[Text block]:

+ + + +

What the Haryana and J&K verdict means for India’s top political leaders
What do the assembly election results imply for the country’s top leaders? Prashant Jha analyses the verdict and its impact.
What do the assembly election results imply for the country’s top leaders? Prashant Jha analyses the verdict and its impact.
Narendra Modi
The BJP’s political incentives lie in attributing every electoral success to PM Narendra Modi, while deflecting the blame for every electoral setback to other factors . But irrespective of what suits the BJP’s narrative, the Haryana verdict does offer two propositions. The BJP would probably not have been able to pull off the surprise win if Modi weren’t the presiding leader and the overarching face of the party. And the win will help replenish Modi’s political stock.

+ + + +

[Records supplied]:
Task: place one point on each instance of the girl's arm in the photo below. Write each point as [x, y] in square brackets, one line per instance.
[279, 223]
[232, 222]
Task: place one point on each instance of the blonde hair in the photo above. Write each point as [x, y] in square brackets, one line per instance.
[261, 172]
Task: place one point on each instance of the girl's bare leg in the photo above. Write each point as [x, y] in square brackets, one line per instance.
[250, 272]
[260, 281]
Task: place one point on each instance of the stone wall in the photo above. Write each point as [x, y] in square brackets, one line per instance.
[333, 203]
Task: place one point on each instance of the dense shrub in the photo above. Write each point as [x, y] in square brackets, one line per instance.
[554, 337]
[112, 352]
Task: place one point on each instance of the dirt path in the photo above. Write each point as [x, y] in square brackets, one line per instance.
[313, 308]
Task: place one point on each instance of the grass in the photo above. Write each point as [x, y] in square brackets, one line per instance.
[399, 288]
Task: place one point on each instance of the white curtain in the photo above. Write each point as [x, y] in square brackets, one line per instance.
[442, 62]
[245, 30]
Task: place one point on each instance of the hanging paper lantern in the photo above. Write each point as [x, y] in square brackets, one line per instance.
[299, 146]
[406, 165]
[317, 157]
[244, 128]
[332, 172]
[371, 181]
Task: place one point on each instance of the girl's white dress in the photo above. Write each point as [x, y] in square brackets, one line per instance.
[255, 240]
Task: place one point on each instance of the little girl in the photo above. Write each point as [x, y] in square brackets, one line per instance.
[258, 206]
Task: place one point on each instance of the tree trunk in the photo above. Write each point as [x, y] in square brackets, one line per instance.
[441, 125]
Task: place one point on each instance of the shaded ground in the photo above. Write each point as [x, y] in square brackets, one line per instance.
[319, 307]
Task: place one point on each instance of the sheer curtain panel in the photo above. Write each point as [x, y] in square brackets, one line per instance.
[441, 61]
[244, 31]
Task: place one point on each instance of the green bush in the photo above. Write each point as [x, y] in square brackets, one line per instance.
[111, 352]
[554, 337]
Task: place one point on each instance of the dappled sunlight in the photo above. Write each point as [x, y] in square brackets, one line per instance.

+ + + +

[Problems to solve]:
1: In the election verdict analysis, what does the BJP have a political incentive to do with its electoral successes?
2: Write the next part of the election verdict analysis, following on from its final sentence.
The rows have nothing to do with the election verdict analysis.

[Responses for each task]:
1: Attribute every one of them to PM Narendra Modi.

2:
The Lok Sabha outcome left the PM in power, but undoubtedly with diminished political capital. Every other actor in the political system, from the bureaucracy to the opposition, had begun reading in it signs of decline and therefore begun altering calculations. The Haryana verdict’s big implication for the PM is that it helps reinforce his authority and sends a message to the political system that Modi remains in control, his party remains dominant, and that it is premature to write BJP’s obituaries or even predict that 2024 marked the beginning of the end. This, in turn, gives Modi more political space than he has perhaps enjoyed since June 4, 2024. The state where he helped run party affairs as general secretary in the late 1990s has come back to help Modi at a time of need almost a quarter of a century later.
Beyond Haryana and politics though, the outcome in Kashmir too strengthens Modi’s hand as the prime minister of India. It gives the Indian state a powerful argument of the vitality of democracy, and allows the PM to showcase the popular mandate in an area that is an inalienable part of India to the rest of the world.
Amit Shah
The 2024 Lok Sabha elections raised questions about Amit Shah’s political management, for it was an open secret that irrespective of the constitution of the parliamentary board or the official designations of party office bearers, Shah exercised extraordinary influence over the party’s political and electoral decisions.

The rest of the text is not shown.